[[ Selected excerpt, beginning ]]
It is clear beyond cavil that American prisons have failed dismally to fulfill the ambition of contemporary penologists that prisoners should be treated and rehabilitated. Although it is impossible to deny that many are sentenced to prison as punishment, however, we cannot condone the idea that the mere fact of incarceration permits a prisoner to be punished at the whim of those charged with his confinement. Rodney Haymes, formerly an inmate at New York’s Attica Correctional Facility, initiated this § *9781983 action seeking damages for the confiscation of a “legal petition” which he circulated while in custody there, and for his alleged summary punishment two days later by transfer without a hearing to the Clinton Correctional Facility. We reverse the summary judgment dismissing his complaint.
A brief recitation of the facts will aid in framing the issues we are called upon to decide. Haymes was discharged as inmate law clerk in Attica’s law library on the morning of June 7, 1972. During the afternoon of that same day, prison authorities seized from Haymes a document which he was circulating among the inmates in the “A” block recreational yard. The writing, prepared by Haymes at the request of other prisoners and signed by 82 inmates, was addressed to Judge Curtin of the United States District Court for the Western District of New York. Although it requested no relief, the petition stated that the signatories were being deprived of legal assistance because of the removal of Haymes and John Washington, another inmate law clerk, from the library. The document charged that law library officer Edward Brady went “out of his way to circumvent inmates legal assistance.” It also alleged this to be the reason for the removal of Haymes and Washington from their positions in the library.
Although no explanation for the confiscation was given at the time, Deputy Superintendent Harold Smith stated in an affidavit submitted in response to Haymes’s complaint that the papers were seized because Haymes had not asked permission to circulate them, and none of the signors had requested legal assistance, despite the provision of Rule 21 of the Inmate’s Rule Book:
21. Inmates are prohibited, except upon approval of the Warden, to assist other inmates in the preparation of legal papers.
While there is some question whether Rule 21 was in fact widely circulated,1 Smith stated that Haymes had been cautioned on several occasions not to assist other inmates who had not requested and received approval. A notice from former Superintendent Montanye, posted on the cell block bulletin boards April 25,1972, also stated:
In all instances where inmates desire assistance in the use of the Law Library, they are to present their problems to Correction Officer Brady, who will assist them to the extent necessary or will assign inmates on the Law Library staff to particular cases.
Under no circumstances are inmates to set themselves up as “legal counselors” and receive pay for their services.
[[ Selected excerpt, end ]]
[[ Material provided, beginning ]]
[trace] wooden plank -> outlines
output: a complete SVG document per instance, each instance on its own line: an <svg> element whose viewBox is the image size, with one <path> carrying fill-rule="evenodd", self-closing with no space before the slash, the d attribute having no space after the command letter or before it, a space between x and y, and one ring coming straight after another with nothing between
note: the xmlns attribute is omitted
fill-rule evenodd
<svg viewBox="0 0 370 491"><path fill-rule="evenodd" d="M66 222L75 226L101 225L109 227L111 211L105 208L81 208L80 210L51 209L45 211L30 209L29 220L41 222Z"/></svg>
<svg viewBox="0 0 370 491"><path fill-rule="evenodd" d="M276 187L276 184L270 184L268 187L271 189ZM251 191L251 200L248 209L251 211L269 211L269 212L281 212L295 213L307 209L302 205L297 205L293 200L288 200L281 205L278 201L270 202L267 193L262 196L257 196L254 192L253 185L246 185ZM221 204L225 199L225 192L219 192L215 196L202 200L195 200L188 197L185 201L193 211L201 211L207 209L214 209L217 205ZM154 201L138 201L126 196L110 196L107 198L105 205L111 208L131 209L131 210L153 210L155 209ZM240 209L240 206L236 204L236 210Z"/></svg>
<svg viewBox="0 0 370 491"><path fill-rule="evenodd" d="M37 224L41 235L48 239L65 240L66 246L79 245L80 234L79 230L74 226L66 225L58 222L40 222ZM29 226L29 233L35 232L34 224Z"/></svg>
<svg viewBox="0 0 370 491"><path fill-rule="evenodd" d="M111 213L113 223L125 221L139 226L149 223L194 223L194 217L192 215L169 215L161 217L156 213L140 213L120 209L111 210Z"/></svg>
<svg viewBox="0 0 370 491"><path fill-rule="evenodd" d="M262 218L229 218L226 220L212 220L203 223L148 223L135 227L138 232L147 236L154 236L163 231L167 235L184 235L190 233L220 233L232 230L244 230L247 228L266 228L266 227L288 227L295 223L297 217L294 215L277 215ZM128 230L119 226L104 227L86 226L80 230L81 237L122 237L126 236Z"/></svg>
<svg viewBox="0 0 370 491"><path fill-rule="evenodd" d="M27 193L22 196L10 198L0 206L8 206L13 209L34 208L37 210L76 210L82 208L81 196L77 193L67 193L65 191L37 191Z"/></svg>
[[ Material provided, end ]]
## Questions
a – Render this sentence from the court opinion about Rodney Haymes into Spanish: "Haymes was discharged as inmate law clerk in Attica's law library on the morning of June 7, 1972."
b – In the court opinion about Rodney Haymes, how many inmates signed the document he was circulating?
c – Continue the court opinion about Rodney Haymes from the point where it stops.

## Answer set
a – Haymes fue destituido como auxiliar jurídico recluso de la biblioteca jurídica de Attica en la mañana del 7 de junio de 1972.

b – 82 inmates signed it.

c –
Haymes protested the confiscation, asserting that the petition was protected as a special letter under Administrative Bulletin #20, which provides:
9. Special correspondence to public officials: You may write to the President of the United States, Members of Congress, and to any Judge. . . . The letter will not be read or censored.2
The real impact of the events leading to the seizure was felt when, two days later, on June 9, 1972, Haymes was transferred without a hearing from Attica to the Clinton Correctional Facility. Although both institutions are maximum security facilities, Clinton is several hundred miles farther away from Haymes’s home in Buffalo. After his transfer, *979Haymes wrote twice to Superintendent Montanye protesting the confiscation of the papers and requesting their return. He received no response.
Haymes then began this § 1983 action,3 alleging that his transfer without hearing to Clinton, in retaliation for his disobedience of Rule 21, deprived him of due process. His complaint also alleged that the petition being circulated was not “legal assistance” but “special correspondence” protected by Administrative Bulletin #20, and that its confiscation was therefore improper. He sought $1500 in compensatory damages for the time he was deprived of the document, and $1500 punitive damages “for the various acts of reprisals taken against” him. Haymes thereafter retained counsel. After considering affidavits and exhibits submitted to him, the judge, on Montanye’s motion, “dismissed” Haymes’s “application for relief under the Civil Rights Act.” Since there is no indication that Judge Curtin found Haymes’s claims to be frivolous, see 28 U.S.C. § 1915(d), and because he considered matters outside the pleadings, see'F.R.Civ.P. 12(b), his disposition perforce was summary judgment. F.R.Civ.P. 56. Judge Curtin held 'that the seizure of the document, because it represented unauthorized legal assistance, was proper under Rule 21. He also found no violation of due process in Haymes’s transfer. In effect, therefore, Judge Curtin decided that the alleged punitive nature of the transfer was not material. The district judge reasoned that, because no claim was made that “the facilities at Green Haven [sic] are harsher or substantially different from those afforded to petitioner at Attica,” the defendants were entitled to judgment as a matter of law.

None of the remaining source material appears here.